___ THE INPUT ___
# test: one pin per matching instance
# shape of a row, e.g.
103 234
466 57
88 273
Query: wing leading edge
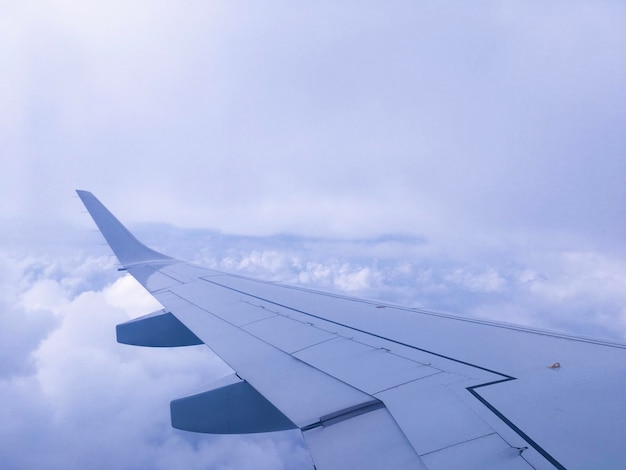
___
TASK DIRECTIONS:
Reproduce the listing above line for line, without changing any character, and leave the picture out of your answer.

RESULT OF THE EXERCISE:
# test: one pin per matching instance
# shape of a row, e.g.
103 234
466 57
88 273
Query: wing leading edge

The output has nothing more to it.